WORK TO DO
Recast the lines between the line holding "the woman's eyebrow" and the line holding "pixel 140 100", inclusive, as a Markdown table with the columns Row and Line, leaving out any blank lines.

Location identification items

——

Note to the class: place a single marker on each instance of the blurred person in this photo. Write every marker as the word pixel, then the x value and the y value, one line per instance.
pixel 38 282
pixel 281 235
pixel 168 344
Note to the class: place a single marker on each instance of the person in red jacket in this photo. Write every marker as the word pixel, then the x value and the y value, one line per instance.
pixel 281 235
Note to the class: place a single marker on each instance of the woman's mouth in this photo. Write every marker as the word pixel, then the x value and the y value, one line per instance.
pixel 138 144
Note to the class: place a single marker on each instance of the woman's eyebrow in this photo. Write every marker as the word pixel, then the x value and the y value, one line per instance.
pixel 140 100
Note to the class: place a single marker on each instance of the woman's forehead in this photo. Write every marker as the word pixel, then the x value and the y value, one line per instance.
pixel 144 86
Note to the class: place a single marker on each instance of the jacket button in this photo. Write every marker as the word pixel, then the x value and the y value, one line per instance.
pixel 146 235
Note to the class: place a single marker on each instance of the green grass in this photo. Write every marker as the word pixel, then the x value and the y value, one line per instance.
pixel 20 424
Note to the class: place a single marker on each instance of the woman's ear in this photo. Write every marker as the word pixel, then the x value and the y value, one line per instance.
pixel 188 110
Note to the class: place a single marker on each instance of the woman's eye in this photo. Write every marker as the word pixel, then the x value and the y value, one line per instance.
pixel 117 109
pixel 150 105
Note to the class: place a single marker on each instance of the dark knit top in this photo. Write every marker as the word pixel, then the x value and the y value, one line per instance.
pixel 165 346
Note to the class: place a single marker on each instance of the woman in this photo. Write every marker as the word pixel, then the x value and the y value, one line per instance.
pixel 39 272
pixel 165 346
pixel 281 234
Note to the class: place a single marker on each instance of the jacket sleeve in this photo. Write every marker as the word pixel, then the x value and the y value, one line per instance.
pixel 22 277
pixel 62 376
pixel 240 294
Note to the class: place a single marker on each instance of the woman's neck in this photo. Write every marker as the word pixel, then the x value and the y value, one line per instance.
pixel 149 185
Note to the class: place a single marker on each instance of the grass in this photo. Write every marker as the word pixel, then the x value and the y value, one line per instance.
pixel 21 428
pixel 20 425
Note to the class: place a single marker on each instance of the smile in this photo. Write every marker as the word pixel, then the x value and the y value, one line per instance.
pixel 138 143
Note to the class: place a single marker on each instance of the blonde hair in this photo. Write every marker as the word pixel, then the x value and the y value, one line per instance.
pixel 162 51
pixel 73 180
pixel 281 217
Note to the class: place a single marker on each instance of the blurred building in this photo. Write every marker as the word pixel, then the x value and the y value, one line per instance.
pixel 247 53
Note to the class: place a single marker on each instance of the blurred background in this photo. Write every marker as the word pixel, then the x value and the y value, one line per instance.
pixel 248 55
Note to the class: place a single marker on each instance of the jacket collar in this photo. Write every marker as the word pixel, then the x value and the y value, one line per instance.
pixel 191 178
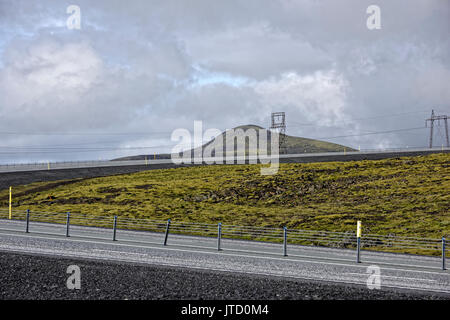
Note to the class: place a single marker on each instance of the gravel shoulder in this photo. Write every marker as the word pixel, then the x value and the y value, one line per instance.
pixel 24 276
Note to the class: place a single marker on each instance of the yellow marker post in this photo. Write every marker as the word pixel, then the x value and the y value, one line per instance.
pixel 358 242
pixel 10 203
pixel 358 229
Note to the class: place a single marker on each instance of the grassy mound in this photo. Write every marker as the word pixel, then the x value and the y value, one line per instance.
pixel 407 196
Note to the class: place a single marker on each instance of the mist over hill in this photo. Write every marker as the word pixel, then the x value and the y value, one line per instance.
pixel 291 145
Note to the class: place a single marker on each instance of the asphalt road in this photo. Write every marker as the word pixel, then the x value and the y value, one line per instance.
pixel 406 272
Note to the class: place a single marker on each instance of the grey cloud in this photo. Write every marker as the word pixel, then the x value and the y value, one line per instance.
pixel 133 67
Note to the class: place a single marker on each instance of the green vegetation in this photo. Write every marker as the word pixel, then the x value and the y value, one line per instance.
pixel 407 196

——

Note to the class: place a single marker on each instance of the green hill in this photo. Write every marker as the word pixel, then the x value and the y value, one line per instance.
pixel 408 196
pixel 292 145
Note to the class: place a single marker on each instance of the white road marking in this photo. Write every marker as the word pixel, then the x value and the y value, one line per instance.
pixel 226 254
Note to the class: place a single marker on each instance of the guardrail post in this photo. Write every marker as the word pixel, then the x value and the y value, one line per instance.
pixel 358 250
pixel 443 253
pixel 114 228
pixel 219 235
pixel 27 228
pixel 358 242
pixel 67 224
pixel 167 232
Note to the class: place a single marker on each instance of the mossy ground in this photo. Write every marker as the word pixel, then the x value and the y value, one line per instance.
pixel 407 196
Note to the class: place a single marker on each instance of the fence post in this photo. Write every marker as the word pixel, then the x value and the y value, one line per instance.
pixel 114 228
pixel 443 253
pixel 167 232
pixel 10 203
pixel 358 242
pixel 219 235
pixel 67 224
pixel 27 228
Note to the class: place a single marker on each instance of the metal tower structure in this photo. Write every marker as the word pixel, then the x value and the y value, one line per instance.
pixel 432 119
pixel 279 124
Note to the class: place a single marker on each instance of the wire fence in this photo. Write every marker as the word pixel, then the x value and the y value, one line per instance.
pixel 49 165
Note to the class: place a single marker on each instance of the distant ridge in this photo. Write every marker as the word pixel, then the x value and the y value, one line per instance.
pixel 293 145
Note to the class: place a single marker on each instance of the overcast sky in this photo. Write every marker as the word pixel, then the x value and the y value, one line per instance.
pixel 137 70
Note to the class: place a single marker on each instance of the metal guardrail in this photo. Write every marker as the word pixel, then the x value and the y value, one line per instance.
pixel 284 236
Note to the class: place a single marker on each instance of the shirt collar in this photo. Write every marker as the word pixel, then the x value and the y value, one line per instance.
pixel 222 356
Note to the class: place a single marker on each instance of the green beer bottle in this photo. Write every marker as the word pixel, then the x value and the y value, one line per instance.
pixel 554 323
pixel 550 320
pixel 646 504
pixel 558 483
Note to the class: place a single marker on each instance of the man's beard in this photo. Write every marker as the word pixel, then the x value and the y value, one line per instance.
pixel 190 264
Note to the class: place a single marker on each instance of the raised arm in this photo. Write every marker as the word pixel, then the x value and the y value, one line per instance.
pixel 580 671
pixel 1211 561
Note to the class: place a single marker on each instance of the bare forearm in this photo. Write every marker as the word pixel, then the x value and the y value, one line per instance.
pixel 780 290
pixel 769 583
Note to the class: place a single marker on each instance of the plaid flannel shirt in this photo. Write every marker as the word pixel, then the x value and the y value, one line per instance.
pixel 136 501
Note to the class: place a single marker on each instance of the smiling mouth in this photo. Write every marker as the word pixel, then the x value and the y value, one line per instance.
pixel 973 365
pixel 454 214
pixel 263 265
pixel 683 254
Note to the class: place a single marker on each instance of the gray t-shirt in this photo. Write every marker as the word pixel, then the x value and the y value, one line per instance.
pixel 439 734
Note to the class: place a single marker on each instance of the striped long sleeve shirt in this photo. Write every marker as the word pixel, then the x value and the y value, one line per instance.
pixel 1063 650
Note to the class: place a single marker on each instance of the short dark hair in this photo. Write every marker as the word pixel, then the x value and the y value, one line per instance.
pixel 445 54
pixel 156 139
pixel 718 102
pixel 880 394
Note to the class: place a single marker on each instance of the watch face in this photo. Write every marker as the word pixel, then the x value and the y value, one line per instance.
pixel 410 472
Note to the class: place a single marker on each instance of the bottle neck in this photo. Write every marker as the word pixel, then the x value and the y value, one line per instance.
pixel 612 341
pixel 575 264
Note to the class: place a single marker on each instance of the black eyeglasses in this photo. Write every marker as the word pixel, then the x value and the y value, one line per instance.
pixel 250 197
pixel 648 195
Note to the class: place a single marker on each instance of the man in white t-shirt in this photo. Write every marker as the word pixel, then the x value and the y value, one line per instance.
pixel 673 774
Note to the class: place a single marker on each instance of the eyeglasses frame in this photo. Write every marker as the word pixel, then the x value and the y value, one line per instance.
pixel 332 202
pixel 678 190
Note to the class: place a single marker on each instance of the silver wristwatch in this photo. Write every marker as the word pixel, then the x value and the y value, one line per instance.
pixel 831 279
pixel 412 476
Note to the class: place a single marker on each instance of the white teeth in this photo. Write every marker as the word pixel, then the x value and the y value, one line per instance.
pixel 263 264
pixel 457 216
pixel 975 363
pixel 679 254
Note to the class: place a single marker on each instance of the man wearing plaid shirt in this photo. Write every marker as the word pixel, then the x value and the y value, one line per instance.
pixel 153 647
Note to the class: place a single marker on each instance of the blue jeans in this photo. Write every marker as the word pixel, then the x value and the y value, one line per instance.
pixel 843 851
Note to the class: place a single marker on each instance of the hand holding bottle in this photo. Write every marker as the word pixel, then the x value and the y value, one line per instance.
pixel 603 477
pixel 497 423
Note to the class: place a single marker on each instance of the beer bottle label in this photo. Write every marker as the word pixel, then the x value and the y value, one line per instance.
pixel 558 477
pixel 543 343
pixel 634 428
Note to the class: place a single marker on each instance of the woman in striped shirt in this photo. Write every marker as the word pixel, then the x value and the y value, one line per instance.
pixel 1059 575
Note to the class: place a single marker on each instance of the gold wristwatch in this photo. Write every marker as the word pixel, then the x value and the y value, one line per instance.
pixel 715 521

——

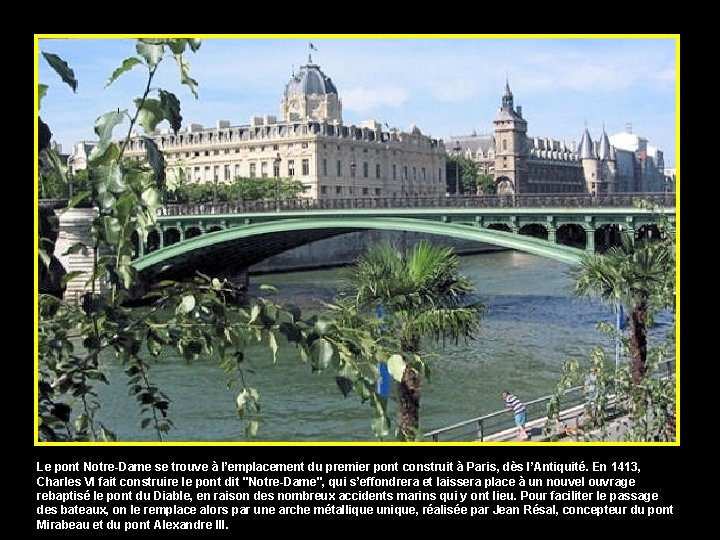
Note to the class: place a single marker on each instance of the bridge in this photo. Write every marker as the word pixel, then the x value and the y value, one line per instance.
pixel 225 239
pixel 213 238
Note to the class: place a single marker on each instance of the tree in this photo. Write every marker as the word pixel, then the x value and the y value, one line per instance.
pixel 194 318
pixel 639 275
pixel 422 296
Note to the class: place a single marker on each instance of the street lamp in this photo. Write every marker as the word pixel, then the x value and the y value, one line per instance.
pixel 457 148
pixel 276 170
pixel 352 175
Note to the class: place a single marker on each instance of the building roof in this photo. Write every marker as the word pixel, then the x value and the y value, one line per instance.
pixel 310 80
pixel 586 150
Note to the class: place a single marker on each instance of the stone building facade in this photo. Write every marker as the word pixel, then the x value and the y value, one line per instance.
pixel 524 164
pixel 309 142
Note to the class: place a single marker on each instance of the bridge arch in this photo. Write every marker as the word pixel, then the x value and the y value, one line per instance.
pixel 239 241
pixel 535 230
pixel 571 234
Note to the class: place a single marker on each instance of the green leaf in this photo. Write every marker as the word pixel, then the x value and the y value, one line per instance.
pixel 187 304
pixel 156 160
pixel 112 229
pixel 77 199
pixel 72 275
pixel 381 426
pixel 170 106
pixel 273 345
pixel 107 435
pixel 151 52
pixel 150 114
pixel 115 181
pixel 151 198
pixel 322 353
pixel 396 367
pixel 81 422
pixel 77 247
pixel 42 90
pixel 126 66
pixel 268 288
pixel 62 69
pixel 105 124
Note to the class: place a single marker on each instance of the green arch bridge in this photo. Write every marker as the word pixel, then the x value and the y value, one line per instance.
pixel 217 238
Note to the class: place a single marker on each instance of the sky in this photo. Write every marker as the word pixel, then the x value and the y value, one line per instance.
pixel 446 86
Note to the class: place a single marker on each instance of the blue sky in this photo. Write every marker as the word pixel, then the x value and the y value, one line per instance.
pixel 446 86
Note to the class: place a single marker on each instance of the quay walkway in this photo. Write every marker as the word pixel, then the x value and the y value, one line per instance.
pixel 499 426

——

TASK SOLUTION
| Row | Line |
|---|---|
| 1 | Note to the class: place a single marker on each instance of the woman's eyebrow in this photo. Write every marker as the word pixel, then the x value and the y value, one line per instance. |
| 2 | pixel 140 100 |